*** Data excerpts Section Begins ***

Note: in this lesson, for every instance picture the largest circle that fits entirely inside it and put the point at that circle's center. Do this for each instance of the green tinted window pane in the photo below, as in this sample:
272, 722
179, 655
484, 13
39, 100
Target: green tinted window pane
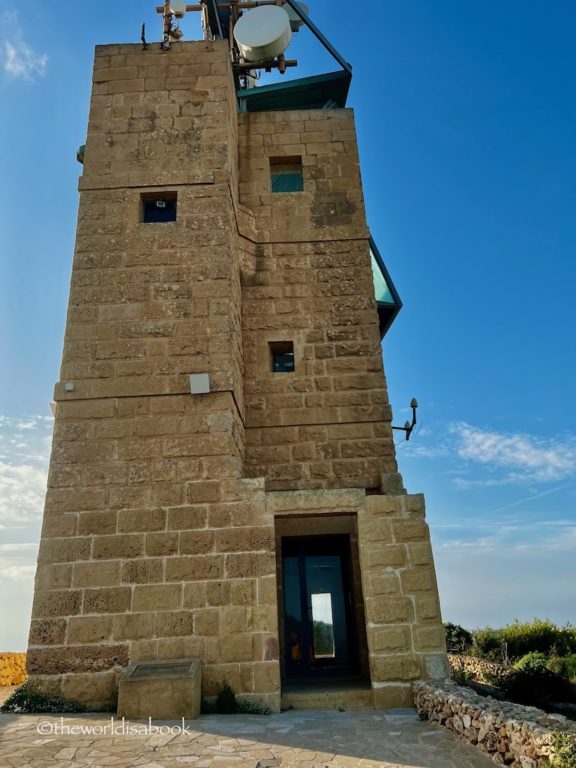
381, 289
284, 362
287, 181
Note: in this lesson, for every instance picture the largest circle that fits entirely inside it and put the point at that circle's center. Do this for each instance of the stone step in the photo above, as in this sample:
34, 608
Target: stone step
328, 698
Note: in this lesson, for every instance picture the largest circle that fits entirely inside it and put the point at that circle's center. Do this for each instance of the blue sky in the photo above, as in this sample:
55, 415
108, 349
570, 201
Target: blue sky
466, 121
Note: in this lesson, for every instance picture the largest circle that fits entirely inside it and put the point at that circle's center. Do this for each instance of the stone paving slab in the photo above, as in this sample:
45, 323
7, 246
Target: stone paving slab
295, 739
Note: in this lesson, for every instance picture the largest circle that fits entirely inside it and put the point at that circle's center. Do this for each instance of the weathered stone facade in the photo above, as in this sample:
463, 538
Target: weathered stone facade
165, 510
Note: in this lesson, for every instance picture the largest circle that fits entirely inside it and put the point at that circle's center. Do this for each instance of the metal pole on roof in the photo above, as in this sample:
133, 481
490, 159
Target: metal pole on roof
316, 32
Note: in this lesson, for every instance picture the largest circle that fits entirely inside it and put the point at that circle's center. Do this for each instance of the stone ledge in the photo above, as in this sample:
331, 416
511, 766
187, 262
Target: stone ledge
510, 733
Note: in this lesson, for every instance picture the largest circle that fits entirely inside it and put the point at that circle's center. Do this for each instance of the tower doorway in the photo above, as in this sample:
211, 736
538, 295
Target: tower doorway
319, 628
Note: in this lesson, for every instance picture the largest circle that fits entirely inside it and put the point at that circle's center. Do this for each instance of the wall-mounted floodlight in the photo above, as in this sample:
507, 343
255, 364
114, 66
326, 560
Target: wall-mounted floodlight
409, 426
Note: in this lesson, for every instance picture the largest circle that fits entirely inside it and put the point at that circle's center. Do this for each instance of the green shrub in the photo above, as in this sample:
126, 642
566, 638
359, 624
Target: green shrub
564, 755
537, 687
487, 644
226, 703
564, 666
532, 661
458, 639
538, 636
26, 698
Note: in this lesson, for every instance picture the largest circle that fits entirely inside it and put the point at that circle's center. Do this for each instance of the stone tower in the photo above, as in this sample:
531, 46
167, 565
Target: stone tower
223, 482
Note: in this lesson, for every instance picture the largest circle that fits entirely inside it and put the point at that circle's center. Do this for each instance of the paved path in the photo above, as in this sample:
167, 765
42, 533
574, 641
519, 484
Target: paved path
320, 739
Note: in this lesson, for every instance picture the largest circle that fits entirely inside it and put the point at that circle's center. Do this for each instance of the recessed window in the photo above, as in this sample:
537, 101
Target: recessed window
158, 208
282, 353
286, 174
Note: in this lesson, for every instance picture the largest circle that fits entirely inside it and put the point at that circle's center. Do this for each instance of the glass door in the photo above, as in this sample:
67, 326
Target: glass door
318, 628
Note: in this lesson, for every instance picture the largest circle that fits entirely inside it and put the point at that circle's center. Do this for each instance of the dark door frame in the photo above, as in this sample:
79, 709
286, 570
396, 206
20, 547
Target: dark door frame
308, 670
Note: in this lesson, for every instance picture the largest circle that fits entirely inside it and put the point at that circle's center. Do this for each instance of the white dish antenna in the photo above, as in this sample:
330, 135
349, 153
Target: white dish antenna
295, 20
263, 33
178, 8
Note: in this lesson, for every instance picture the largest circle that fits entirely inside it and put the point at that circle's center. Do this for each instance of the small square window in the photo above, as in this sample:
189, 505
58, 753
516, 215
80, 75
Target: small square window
158, 208
286, 174
282, 353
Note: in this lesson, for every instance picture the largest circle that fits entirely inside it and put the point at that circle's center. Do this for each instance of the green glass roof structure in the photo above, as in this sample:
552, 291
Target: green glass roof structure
387, 298
328, 91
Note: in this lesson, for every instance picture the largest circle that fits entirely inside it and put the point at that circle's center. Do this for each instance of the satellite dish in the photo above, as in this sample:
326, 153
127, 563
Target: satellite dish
178, 8
295, 20
263, 33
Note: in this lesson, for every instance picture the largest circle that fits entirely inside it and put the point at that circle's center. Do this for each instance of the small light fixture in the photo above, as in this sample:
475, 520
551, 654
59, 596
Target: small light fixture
178, 8
409, 425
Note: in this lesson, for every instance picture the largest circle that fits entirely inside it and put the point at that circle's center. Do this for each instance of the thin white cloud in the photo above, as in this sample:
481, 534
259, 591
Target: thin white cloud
18, 60
24, 453
18, 573
522, 456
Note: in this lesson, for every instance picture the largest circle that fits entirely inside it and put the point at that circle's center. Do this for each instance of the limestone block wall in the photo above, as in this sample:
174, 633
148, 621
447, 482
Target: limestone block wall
163, 509
405, 633
308, 279
405, 636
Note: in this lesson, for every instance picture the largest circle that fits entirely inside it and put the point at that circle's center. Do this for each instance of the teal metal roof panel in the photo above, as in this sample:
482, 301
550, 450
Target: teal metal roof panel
319, 92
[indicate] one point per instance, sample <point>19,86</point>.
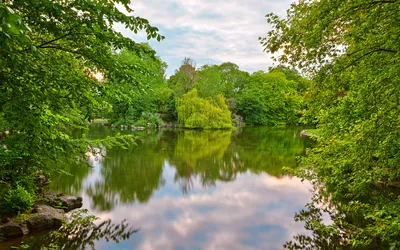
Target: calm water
<point>196,189</point>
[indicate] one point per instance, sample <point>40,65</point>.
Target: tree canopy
<point>352,50</point>
<point>50,54</point>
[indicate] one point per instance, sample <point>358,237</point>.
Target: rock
<point>71,202</point>
<point>42,180</point>
<point>11,230</point>
<point>40,222</point>
<point>57,214</point>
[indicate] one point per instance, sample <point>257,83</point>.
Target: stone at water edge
<point>57,215</point>
<point>40,222</point>
<point>11,230</point>
<point>71,202</point>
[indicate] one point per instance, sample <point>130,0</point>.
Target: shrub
<point>18,200</point>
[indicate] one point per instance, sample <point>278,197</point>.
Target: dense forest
<point>63,65</point>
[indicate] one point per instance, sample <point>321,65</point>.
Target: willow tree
<point>203,113</point>
<point>50,54</point>
<point>352,48</point>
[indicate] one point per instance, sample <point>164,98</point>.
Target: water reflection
<point>199,189</point>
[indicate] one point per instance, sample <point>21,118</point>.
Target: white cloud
<point>211,31</point>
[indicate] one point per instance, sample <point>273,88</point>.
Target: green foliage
<point>269,99</point>
<point>129,102</point>
<point>17,200</point>
<point>184,79</point>
<point>197,112</point>
<point>353,50</point>
<point>80,232</point>
<point>50,54</point>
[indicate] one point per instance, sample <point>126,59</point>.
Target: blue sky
<point>209,32</point>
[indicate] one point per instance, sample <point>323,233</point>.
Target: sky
<point>209,31</point>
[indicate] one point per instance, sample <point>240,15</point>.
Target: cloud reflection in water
<point>254,212</point>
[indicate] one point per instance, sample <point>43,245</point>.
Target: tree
<point>197,112</point>
<point>352,49</point>
<point>269,99</point>
<point>131,102</point>
<point>184,79</point>
<point>50,51</point>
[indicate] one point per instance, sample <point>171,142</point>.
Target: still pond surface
<point>196,189</point>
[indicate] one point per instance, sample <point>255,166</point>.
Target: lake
<point>187,189</point>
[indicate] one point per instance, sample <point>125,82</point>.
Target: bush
<point>18,200</point>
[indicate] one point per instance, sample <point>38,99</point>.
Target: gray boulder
<point>11,230</point>
<point>57,215</point>
<point>71,202</point>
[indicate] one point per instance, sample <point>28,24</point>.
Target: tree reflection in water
<point>81,232</point>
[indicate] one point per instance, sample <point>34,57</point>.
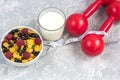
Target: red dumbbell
<point>77,24</point>
<point>93,44</point>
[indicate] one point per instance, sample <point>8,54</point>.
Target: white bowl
<point>22,64</point>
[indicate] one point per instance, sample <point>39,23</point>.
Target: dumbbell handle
<point>92,8</point>
<point>107,24</point>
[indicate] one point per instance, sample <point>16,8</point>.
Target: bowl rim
<point>21,64</point>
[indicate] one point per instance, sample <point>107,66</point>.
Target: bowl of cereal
<point>21,46</point>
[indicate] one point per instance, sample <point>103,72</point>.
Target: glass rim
<point>63,15</point>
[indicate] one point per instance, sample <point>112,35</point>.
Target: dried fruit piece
<point>38,41</point>
<point>9,36</point>
<point>25,30</point>
<point>20,42</point>
<point>26,55</point>
<point>9,55</point>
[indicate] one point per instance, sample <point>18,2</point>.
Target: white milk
<point>51,22</point>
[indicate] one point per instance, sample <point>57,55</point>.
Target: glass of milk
<point>51,22</point>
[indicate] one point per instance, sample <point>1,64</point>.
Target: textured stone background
<point>67,62</point>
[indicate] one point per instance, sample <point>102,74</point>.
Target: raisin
<point>14,39</point>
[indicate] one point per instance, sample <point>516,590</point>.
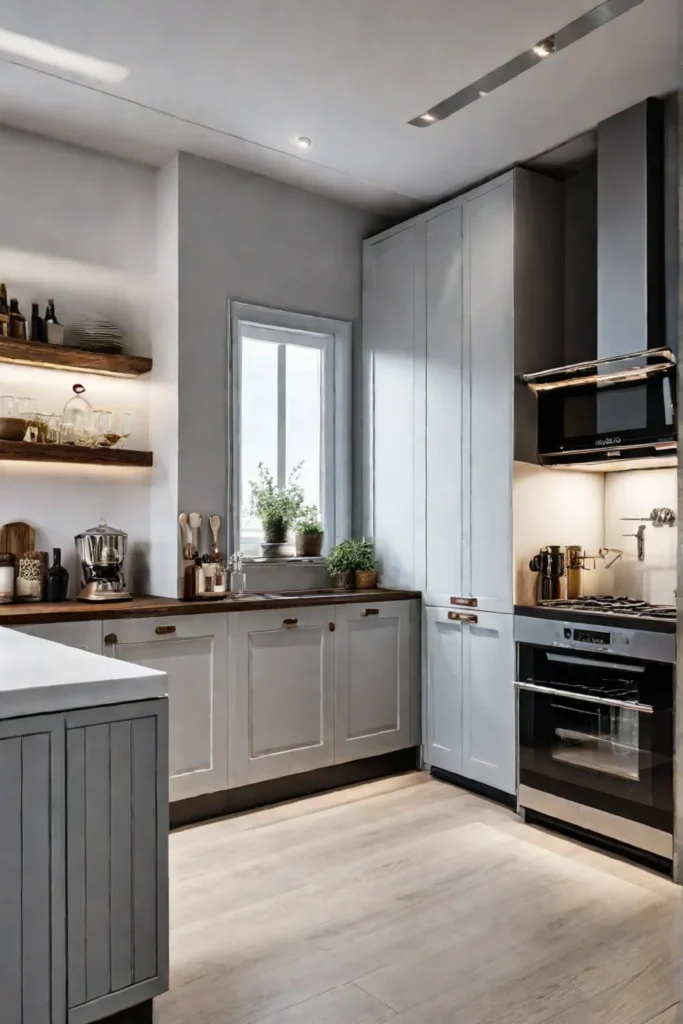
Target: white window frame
<point>334,338</point>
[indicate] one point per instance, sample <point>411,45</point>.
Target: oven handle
<point>568,659</point>
<point>551,691</point>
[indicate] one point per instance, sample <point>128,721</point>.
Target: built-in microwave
<point>607,411</point>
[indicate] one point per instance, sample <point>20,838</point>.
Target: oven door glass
<point>578,740</point>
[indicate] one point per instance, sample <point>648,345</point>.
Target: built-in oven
<point>596,735</point>
<point>607,411</point>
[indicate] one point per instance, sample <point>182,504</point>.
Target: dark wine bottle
<point>56,580</point>
<point>37,327</point>
<point>16,321</point>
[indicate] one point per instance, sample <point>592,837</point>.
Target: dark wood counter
<point>78,611</point>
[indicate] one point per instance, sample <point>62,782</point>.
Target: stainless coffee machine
<point>101,551</point>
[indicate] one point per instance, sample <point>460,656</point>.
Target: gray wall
<point>248,238</point>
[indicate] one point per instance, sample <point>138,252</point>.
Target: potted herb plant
<point>308,532</point>
<point>278,509</point>
<point>341,565</point>
<point>366,565</point>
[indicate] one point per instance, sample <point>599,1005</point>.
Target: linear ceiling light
<point>56,56</point>
<point>564,37</point>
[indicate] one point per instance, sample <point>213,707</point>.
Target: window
<point>291,397</point>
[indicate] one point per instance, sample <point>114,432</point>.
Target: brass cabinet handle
<point>459,616</point>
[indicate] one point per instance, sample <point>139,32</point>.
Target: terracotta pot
<point>342,581</point>
<point>366,579</point>
<point>308,545</point>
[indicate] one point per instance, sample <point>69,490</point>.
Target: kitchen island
<point>83,844</point>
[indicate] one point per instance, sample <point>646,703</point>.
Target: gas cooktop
<point>614,606</point>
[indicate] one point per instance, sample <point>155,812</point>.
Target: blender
<point>101,551</point>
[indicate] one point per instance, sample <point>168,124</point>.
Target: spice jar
<point>6,578</point>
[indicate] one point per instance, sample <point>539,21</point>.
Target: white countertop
<point>38,677</point>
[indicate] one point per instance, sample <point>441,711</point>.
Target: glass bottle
<point>56,580</point>
<point>54,333</point>
<point>16,321</point>
<point>37,327</point>
<point>4,312</point>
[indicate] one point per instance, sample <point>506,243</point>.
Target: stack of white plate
<point>94,334</point>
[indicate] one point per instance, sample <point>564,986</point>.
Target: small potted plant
<point>278,509</point>
<point>366,565</point>
<point>308,532</point>
<point>341,565</point>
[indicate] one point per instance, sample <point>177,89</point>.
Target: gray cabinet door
<point>393,341</point>
<point>443,690</point>
<point>282,693</point>
<point>488,701</point>
<point>85,636</point>
<point>193,651</point>
<point>487,414</point>
<point>117,858</point>
<point>32,884</point>
<point>444,408</point>
<point>373,679</point>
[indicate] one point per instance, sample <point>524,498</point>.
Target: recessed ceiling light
<point>57,56</point>
<point>544,48</point>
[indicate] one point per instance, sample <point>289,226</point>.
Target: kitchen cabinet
<point>86,636</point>
<point>374,688</point>
<point>193,651</point>
<point>282,693</point>
<point>83,863</point>
<point>470,714</point>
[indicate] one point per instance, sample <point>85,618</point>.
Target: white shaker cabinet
<point>470,714</point>
<point>282,693</point>
<point>374,684</point>
<point>86,636</point>
<point>193,651</point>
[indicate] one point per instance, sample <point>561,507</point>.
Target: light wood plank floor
<point>411,901</point>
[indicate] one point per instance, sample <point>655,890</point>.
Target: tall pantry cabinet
<point>456,303</point>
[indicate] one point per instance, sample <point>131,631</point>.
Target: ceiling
<point>236,80</point>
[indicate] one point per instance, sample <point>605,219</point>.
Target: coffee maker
<point>101,551</point>
<point>549,563</point>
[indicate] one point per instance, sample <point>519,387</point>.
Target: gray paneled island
<point>83,835</point>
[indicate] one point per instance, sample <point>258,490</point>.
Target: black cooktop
<point>626,611</point>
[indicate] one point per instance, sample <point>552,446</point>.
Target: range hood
<point>620,406</point>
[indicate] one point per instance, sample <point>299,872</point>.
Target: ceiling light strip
<point>564,37</point>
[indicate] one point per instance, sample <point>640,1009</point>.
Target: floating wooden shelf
<point>37,353</point>
<point>30,452</point>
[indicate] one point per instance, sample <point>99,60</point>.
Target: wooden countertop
<point>78,611</point>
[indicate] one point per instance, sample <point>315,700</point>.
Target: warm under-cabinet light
<point>57,56</point>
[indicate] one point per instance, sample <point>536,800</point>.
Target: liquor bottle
<point>37,327</point>
<point>56,581</point>
<point>16,321</point>
<point>54,333</point>
<point>4,312</point>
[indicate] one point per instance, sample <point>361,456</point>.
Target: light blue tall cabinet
<point>456,303</point>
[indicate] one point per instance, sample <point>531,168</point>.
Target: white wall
<point>80,227</point>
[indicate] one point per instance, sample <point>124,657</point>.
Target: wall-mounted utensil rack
<point>36,353</point>
<point>75,454</point>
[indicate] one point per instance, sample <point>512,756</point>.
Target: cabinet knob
<point>459,616</point>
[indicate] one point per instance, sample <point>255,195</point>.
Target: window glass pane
<point>259,428</point>
<point>304,418</point>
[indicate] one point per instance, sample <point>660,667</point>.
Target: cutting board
<point>17,538</point>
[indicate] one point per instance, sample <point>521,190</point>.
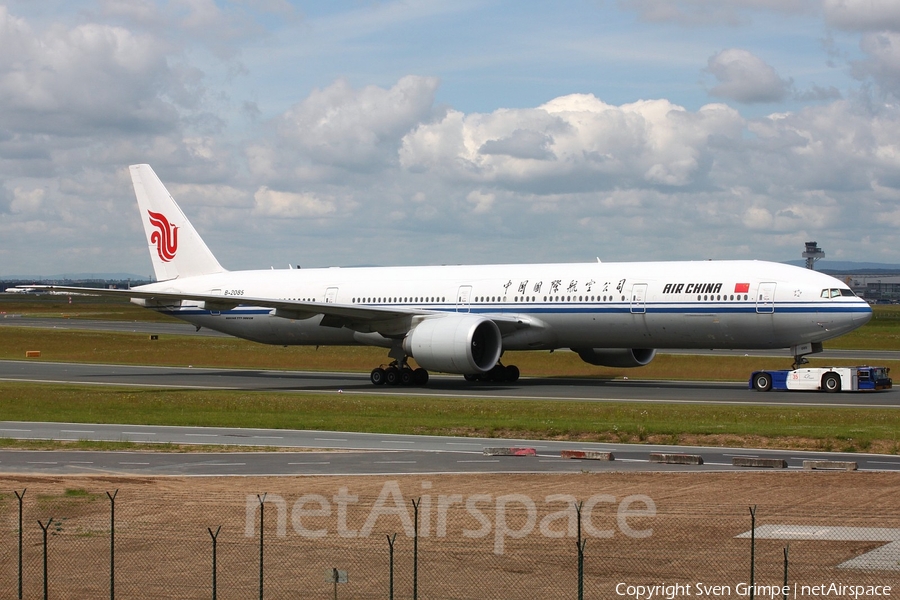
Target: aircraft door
<point>765,297</point>
<point>639,298</point>
<point>215,292</point>
<point>463,298</point>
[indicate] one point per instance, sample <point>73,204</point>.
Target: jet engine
<point>458,343</point>
<point>616,357</point>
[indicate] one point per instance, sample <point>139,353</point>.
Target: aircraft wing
<point>365,319</point>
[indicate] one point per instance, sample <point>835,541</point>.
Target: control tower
<point>812,254</point>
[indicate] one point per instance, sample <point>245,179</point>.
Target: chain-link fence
<point>93,544</point>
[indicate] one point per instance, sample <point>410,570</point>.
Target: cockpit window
<point>837,292</point>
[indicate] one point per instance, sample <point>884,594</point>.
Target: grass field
<point>858,429</point>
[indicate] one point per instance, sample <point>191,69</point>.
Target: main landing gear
<point>399,374</point>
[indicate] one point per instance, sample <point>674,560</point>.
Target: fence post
<point>20,496</point>
<point>262,525</point>
<point>752,550</point>
<point>214,536</point>
<point>416,504</point>
<point>112,543</point>
<point>581,544</point>
<point>391,572</point>
<point>784,589</point>
<point>44,528</point>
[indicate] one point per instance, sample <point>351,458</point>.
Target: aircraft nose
<point>862,317</point>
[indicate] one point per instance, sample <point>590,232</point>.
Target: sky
<point>427,132</point>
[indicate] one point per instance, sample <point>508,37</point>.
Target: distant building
<point>873,287</point>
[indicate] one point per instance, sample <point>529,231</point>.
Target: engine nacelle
<point>456,343</point>
<point>616,357</point>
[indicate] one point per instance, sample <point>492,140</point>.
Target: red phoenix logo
<point>165,237</point>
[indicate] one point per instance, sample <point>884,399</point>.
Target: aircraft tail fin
<point>176,249</point>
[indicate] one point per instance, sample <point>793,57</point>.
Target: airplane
<point>461,319</point>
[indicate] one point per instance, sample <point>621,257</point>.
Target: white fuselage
<point>708,304</point>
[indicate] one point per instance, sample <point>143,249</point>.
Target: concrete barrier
<point>841,465</point>
<point>769,463</point>
<point>676,459</point>
<point>587,455</point>
<point>510,452</point>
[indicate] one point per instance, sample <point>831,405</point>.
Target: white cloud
<point>272,203</point>
<point>73,81</point>
<point>339,128</point>
<point>572,142</point>
<point>746,78</point>
<point>863,15</point>
<point>27,201</point>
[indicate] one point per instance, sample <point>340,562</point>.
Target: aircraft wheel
<point>377,376</point>
<point>498,373</point>
<point>831,382</point>
<point>762,382</point>
<point>420,376</point>
<point>392,376</point>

*** Data excerpts Section Ends ***

From the records above, transcribe without alteration every line from the one with "[indicate] one point per instance, sample <point>508,37</point>." to the one with "instance, sample <point>492,140</point>.", inclusive.

[indicate] one point per instance, sample <point>508,37</point>.
Target: distant building
<point>873,287</point>
[indicate] one point per instance, sample <point>529,231</point>.
Target: engine nacelle
<point>456,343</point>
<point>616,357</point>
[indicate] one point per instance, sample <point>492,140</point>.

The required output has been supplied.